Raw records:

• • • • •

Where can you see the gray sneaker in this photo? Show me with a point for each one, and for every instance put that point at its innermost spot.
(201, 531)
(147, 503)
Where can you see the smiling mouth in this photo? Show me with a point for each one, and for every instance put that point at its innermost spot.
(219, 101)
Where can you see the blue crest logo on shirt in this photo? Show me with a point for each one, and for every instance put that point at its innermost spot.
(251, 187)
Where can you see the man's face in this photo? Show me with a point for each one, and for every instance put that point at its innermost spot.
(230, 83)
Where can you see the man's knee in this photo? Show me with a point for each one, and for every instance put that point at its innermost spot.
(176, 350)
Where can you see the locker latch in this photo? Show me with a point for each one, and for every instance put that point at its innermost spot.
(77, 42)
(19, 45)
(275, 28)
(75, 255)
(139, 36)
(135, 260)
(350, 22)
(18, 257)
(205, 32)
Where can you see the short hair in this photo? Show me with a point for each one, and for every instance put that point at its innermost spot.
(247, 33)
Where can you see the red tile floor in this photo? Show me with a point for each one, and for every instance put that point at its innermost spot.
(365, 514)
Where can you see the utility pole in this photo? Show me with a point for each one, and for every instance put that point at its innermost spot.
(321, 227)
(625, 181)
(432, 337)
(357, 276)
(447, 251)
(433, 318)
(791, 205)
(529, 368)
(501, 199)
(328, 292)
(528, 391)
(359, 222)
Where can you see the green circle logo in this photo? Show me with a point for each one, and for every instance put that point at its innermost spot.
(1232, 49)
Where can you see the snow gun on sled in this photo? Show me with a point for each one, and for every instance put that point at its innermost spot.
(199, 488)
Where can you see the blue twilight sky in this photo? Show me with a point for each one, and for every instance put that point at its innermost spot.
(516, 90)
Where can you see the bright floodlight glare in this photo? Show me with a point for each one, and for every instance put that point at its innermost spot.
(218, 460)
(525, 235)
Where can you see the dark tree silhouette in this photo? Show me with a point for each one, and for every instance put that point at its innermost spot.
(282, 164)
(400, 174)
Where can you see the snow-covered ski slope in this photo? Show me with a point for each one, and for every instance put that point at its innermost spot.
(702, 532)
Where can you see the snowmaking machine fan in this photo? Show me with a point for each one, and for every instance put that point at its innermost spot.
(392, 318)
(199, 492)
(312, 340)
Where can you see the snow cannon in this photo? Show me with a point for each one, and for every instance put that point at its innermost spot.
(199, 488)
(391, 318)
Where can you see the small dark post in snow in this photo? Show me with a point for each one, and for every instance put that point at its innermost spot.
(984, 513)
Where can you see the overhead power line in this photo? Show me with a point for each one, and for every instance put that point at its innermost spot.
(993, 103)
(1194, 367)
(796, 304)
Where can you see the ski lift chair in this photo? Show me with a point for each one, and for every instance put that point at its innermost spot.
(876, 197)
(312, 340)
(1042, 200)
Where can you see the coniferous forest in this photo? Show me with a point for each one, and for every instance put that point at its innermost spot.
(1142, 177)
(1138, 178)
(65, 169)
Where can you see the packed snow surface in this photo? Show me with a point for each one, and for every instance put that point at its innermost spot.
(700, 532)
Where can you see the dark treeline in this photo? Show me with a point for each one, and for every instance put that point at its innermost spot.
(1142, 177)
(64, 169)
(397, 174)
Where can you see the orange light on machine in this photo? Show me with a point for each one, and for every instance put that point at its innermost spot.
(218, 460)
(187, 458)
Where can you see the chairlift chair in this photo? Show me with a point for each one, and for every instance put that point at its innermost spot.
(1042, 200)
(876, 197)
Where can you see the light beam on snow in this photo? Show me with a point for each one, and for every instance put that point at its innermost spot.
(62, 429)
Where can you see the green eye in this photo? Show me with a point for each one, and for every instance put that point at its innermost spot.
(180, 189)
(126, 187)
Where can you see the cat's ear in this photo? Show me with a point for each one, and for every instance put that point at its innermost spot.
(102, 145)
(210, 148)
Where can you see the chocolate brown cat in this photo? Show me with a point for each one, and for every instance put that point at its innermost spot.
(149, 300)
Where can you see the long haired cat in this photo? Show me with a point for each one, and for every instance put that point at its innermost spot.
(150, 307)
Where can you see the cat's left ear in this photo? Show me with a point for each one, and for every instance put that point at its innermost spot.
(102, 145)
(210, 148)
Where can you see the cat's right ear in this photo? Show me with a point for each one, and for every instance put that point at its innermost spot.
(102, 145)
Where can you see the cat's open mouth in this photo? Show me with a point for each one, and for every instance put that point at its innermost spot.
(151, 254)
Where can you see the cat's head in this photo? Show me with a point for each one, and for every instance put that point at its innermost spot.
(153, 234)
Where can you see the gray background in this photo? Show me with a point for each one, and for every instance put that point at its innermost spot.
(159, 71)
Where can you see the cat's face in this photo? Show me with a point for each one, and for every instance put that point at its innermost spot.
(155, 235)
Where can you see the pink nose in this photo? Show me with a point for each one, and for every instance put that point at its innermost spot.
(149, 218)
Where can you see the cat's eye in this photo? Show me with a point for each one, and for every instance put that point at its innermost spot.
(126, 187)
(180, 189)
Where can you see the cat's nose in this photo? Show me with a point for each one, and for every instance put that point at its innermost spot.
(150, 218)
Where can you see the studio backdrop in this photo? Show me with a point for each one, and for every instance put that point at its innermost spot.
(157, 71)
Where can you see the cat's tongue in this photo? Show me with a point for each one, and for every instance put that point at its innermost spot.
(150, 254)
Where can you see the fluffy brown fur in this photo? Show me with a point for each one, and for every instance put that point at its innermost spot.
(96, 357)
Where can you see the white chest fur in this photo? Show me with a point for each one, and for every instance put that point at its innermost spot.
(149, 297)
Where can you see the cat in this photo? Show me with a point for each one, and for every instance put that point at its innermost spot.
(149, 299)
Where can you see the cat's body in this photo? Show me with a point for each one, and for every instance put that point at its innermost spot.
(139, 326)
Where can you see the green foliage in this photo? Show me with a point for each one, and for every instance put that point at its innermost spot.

• • • • •

Required work: Reproduce the records word for word.

Finished task:
Where can you see the gray sneaker in this photo? Show me with a point for each one, and for every instance put that point at its innermost spot.
(201, 531)
(147, 503)
Where can you see the smiling mouth in this photo? Show me with a point for each one, and for every instance put that point at its innermost spot.
(219, 101)
Where can you see the blue crest logo on shirt in this photo? Show me with a point for each one, and for every instance put that point at its innermost spot.
(251, 187)
Where can you see the man's face in this photo? Show me with a point for each one, and for every instance put that point at its innermost spot.
(230, 83)
Where can you see the man's knee in this photo? Show me with a point for each one, and for every instance put that point at its innermost spot.
(176, 350)
Where can you see the locker latch in this photo? Show me with a point for each one, and for every instance put that point at its innermost spot.
(77, 42)
(19, 45)
(275, 28)
(75, 255)
(139, 36)
(135, 260)
(350, 22)
(18, 257)
(205, 32)
Where can you see the short hair in this photo? Show me with a point for each one, and for every instance put that point at its innermost spot.
(247, 33)
Where can you see the red tile floor in this photo? Show me with a point for each one, and for every instance put that point at its innermost spot.
(365, 514)
Where can you see the utility pole in this photo? Show me with a point for each one, and for every instance put that point at its innermost spot.
(321, 227)
(625, 181)
(432, 337)
(357, 276)
(447, 251)
(433, 318)
(791, 205)
(529, 368)
(501, 199)
(328, 292)
(528, 391)
(359, 222)
Where can you see the green circle logo in this photo? Show me with a point for each one, and for every instance put that point at its innermost spot.
(1232, 49)
Where can you see the snow gun on sled in this photo? Show me with a point for each one, and for every instance put that point at its innermost spot.
(199, 488)
Where can you see the blue twilight sky in this photo? Show me with a point for each one, and for every instance put that point at its innermost spot.
(516, 90)
Where can you see the bright floodlight glare in this photo? Show me with a point for each one, and for every instance put that point at its innermost spot.
(218, 460)
(525, 235)
Where can you see the dark tree silhouette in this photo? Show me with a point for each one, and for every instance put that point at its innermost spot.
(282, 164)
(400, 174)
Where can you see the snow-covered ski slope in this photo? Show me with a point for each one, and for every instance put that point at its innermost spot.
(702, 532)
Where can you see the snowmaking machine fan in this photo? Show me with a point for each one, and for every instance put that point at its innermost spot.
(392, 318)
(199, 492)
(312, 340)
Where can you see the snow cannon in this photo? Show me with a point for each one, and for every instance put that point at its innermost spot.
(199, 488)
(391, 318)
Where can you see the small dark post in snow in this photo? Show me with a point for each one, and for every instance put that point at its innermost spot.
(984, 513)
Where can you see the overhead power line in this photo? Show me with a point for each one, and for every instance put that point at its innermost spot.
(993, 103)
(1194, 367)
(796, 304)
Where can you see the ski lift chair in this photo? Show me with a point for each one, and for every instance put that point at its innermost spot.
(876, 197)
(312, 340)
(1042, 200)
Where can you see the coniferous forest in this photo? Show me with a point for each one, and for every instance put that point at its innermost spot.
(1142, 177)
(1138, 178)
(65, 169)
Where can you see the packed snow surface in this photo? Show me with a point for each one, and for every instance put that point at its innermost spot.
(700, 532)
Where can you see the dark treeline in this photo? Show me with a point for each one, and for every instance put that point at its innermost spot.
(1142, 177)
(64, 169)
(397, 174)
Where can you see the orange light on machine in this photo? Show me with a point for each one, and for every instance put that point at its innermost spot.
(218, 460)
(187, 458)
Where can you see the chairlift chair in this photo? Show me with a point for each one, and for every instance put that point at its innermost spot.
(1042, 200)
(876, 197)
Where can you see the light beam on snow in this photo? Show me with a point for each one, and for every instance put that point at its innermost spot.
(62, 429)
Where can you see the green eye in this photo? Show me with a point for each one, and for every instance put that point at its innermost spot.
(180, 189)
(126, 187)
Where can you see the cat's ear in this photo? Show me with a point for each one, and for every instance put that point at its innermost spot.
(102, 145)
(210, 148)
Where can you see the chocolate brown cat in this photo? Show me with a point for each one, and for every instance put that point at its innermost spot.
(149, 300)
Where can you see the long haired cat in this photo? Show me with a point for each one, and for every instance put that point at its innermost spot.
(150, 307)
Where can you see the cat's left ear in this photo? Show me with a point for each one, and for every instance put that point at its innermost spot.
(102, 145)
(210, 148)
Where can you see the cat's right ear in this photo? Show me with a point for each one, and for every instance put that point at its innermost spot.
(102, 145)
Where can you see the cat's open mouth in this photo? Show me with a point for each one, and for every instance put that point at its innermost spot.
(151, 254)
Where can you see the cat's head in this photo? Show me with a point for each one, and for every instance put that point at its innermost spot.
(153, 234)
Where can you see the gray background in this photo? Show me with a point for each one, and for every instance put that point at its innermost spot.
(159, 71)
Where can you see the cat's face in this photo? Show me with a point for each one, and for every instance put that point at its innermost spot.
(155, 235)
Where can you see the pink nose in this photo? Show me with a point for each one, and for every instance put that point at its innermost spot.
(149, 218)
Where can you see the cat's eye in this photo? Show me with a point for each one, and for every instance put that point at its innermost spot.
(126, 187)
(180, 189)
Where can you see the cat's nose in this photo? Show me with a point for each one, and for every instance put that point at its innermost spot.
(150, 218)
Where can you see the studio backdrop in this photo? Show me with a point for each one, and for every instance put that point at its innermost spot.
(157, 71)
Where can you see the cat's tongue in this photo? Show me with a point for each one, and for every instance put that point at its innermost spot.
(150, 254)
Where can you see the fluffy brown fur in this photo? Show me with a point for each one, and for every instance put that point at its innermost spot.
(96, 357)
Where can you see the white chest fur in this photo? Show me with a point for each one, and for every instance put that point at its innermost spot.
(149, 297)
Where can you see the cat in this photo? Show me with a point for each one, and for every instance put that point at its innermost spot.
(149, 299)
Where can you see the cat's body in this photo? Show me with a point for each one, and for every instance put that point at its innermost spot.
(139, 326)
Where can you see the green foliage in this photo? Show me with a point for each one, and for every instance put that point at its innermost spot.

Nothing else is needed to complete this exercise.